▶ _EXERCISE REQUIREMENTS_
Count the lines in the following entries that contain the word "below", where capitalization must match. Reply with the number alone.

**** RECORDS SUPPLIED

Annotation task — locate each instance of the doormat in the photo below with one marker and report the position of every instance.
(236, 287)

********
**** RECORDS SUPPLIED

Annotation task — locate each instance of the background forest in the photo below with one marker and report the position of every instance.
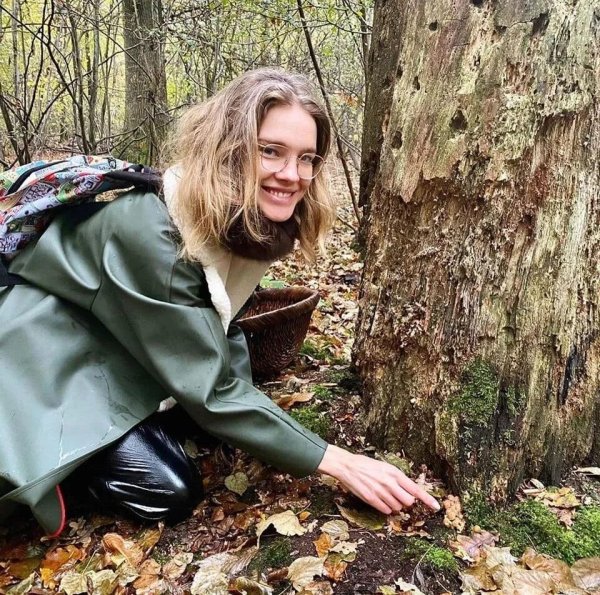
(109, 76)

********
**** RECORDS SUPPLIED

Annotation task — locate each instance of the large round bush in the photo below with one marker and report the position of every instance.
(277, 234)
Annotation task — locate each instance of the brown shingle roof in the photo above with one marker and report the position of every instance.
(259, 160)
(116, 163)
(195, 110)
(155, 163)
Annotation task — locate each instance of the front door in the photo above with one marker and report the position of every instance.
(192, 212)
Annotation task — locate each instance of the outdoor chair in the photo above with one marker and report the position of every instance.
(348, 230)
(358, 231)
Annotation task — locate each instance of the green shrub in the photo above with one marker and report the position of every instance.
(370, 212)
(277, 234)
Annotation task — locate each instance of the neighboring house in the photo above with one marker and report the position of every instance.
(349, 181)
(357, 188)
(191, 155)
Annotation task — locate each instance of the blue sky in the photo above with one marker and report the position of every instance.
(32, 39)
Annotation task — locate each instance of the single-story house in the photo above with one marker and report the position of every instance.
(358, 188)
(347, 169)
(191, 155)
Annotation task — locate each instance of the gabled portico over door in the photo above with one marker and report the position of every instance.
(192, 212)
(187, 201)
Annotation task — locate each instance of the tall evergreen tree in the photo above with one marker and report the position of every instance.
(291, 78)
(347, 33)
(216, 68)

********

▶ _SOLUTION FOR THIS TASK_
3